(Stored entries)
--------------------------------
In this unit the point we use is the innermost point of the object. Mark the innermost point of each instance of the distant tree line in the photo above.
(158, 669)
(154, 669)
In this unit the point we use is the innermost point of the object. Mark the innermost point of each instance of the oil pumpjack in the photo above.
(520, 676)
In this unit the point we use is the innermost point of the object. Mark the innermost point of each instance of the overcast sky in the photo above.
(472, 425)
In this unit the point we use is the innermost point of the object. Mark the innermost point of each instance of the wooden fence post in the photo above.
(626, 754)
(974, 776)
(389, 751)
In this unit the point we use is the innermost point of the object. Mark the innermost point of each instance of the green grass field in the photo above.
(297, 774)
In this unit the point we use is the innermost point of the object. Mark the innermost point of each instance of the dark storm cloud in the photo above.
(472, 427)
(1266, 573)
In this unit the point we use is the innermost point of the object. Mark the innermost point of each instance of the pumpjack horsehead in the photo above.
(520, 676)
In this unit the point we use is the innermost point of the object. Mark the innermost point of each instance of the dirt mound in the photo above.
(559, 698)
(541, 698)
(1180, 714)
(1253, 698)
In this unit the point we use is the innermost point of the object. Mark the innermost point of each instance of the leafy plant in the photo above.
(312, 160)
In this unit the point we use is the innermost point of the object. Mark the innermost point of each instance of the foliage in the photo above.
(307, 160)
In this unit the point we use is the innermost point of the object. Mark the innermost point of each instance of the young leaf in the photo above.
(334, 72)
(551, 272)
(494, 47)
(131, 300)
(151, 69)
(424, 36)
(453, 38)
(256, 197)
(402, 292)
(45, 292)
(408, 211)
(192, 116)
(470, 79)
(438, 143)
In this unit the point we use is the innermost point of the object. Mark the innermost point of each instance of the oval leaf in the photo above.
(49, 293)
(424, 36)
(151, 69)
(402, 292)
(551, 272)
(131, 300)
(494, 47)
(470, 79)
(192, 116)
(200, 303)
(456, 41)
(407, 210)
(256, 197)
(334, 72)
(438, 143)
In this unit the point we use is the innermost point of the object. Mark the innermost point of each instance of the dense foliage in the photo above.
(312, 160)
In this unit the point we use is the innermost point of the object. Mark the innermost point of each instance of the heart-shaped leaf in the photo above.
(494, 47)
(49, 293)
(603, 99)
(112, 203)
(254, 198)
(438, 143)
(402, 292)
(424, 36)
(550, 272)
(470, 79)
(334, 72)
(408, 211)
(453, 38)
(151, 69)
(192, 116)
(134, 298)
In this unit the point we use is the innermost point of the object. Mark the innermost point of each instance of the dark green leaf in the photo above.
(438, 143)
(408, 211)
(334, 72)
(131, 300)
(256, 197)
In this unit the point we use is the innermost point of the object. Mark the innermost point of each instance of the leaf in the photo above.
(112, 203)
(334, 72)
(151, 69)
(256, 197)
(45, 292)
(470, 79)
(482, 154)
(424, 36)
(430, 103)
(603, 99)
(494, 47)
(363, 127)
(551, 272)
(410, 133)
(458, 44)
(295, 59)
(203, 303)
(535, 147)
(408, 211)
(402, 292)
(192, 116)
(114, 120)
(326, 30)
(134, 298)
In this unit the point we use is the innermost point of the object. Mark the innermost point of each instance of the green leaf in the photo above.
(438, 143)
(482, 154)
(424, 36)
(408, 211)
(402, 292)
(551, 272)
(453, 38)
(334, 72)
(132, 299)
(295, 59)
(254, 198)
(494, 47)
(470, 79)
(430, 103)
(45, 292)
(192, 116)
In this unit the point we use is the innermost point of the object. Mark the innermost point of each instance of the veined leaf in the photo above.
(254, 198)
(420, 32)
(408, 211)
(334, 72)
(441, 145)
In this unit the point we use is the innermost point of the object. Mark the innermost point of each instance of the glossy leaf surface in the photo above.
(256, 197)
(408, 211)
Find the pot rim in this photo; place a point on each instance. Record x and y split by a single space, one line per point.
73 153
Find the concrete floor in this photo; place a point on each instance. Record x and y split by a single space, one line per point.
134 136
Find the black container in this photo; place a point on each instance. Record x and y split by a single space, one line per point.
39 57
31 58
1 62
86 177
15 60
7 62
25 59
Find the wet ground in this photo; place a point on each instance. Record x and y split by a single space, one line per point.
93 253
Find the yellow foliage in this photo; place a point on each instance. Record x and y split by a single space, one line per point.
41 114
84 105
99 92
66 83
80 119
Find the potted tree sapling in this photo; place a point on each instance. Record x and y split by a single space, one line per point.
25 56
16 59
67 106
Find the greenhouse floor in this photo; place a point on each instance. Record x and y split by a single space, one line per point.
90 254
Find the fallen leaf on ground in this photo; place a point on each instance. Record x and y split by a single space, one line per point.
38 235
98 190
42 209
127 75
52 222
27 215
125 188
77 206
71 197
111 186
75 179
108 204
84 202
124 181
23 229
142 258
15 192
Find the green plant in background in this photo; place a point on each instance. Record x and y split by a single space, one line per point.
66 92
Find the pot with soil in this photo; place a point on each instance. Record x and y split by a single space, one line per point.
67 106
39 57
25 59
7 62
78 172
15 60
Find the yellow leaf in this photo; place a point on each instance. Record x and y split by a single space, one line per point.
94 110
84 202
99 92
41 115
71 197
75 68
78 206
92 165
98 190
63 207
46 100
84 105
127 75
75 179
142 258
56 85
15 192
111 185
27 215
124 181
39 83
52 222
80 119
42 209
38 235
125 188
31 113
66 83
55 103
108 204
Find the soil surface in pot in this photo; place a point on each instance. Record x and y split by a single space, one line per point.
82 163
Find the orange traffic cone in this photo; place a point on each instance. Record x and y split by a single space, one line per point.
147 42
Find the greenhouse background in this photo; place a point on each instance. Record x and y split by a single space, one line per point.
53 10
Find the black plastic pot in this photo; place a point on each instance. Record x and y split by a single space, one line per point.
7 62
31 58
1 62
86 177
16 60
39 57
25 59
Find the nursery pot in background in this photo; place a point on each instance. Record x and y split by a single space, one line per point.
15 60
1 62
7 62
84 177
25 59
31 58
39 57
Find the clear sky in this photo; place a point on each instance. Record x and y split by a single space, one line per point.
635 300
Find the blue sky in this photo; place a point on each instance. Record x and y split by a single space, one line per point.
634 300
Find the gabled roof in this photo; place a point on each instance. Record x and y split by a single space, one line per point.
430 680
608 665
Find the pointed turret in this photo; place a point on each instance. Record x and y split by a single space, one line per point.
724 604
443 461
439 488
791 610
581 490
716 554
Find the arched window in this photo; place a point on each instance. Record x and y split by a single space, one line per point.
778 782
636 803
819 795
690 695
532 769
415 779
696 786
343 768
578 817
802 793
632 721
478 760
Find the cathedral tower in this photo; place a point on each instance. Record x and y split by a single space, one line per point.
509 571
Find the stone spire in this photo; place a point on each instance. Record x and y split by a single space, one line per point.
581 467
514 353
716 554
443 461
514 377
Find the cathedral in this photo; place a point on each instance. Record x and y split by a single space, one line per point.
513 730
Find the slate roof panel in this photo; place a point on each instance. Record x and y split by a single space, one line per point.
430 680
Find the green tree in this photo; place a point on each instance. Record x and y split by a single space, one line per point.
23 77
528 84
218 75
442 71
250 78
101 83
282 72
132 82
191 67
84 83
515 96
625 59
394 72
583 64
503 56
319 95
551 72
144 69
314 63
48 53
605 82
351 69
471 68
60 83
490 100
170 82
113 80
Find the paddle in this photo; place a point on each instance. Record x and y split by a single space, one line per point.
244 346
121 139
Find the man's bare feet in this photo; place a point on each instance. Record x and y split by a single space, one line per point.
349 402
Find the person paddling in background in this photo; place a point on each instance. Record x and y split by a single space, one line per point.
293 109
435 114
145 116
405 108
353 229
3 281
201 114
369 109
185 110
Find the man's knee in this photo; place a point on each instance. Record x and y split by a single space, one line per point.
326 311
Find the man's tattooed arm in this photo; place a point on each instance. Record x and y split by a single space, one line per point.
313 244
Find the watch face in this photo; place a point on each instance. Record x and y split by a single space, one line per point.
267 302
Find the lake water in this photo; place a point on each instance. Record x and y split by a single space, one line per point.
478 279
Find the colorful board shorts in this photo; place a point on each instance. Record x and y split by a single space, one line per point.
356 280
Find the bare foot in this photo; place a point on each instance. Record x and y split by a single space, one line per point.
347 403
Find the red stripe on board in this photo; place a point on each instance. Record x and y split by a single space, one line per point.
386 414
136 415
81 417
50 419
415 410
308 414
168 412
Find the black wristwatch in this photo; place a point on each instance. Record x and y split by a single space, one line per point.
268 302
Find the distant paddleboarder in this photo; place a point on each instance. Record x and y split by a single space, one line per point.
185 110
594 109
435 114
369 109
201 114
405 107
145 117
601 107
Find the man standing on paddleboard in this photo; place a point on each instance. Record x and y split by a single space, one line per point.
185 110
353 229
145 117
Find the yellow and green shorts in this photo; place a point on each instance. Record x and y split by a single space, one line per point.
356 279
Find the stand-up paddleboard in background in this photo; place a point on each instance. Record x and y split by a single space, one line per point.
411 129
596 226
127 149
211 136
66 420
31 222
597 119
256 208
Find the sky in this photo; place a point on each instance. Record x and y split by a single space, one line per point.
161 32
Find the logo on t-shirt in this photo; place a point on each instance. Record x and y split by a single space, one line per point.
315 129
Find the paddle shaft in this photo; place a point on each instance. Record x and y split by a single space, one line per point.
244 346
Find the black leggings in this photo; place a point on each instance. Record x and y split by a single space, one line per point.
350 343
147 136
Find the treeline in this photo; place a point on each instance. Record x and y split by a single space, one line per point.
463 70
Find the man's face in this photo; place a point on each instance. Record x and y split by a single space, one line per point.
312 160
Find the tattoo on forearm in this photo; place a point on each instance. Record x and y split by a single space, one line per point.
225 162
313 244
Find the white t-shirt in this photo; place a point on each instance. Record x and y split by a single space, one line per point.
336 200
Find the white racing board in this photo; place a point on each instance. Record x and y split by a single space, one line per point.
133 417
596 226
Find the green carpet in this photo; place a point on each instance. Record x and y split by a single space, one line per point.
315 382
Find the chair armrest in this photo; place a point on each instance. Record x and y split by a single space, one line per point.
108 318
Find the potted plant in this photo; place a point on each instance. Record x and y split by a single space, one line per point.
--------------------------------
The lines from the one containing "Find the man's face" through the last line of the records are the answer; set them down exactly and add nothing.

* Answer section *
Find the man's face in this photo; place a point on each instance. Record x and y split by a single space, one line per point.
312 160
Find the tattoo on forearm in this photo; place a point on each instance. Record x and y split by a single space, one line per point.
225 162
313 244
Find the white t-shirt in this photo; place a point on each instance. Record x and y split by a single space, one line per point.
336 200
Find the white racing board in this photo; place a point on each instance. Record x and y split by a single space, one line per point.
133 417
596 226
Find the green carpet in this photo; place a point on each instance. Record x and y split by a single space, one line per point.
315 382
Find the chair armrest in this photo; place a point on each instance. Record x and y split by a single space, one line per point.
108 318
Find the potted plant in this photo; place a point on each instance. Record x and y split by a single space, one line per point.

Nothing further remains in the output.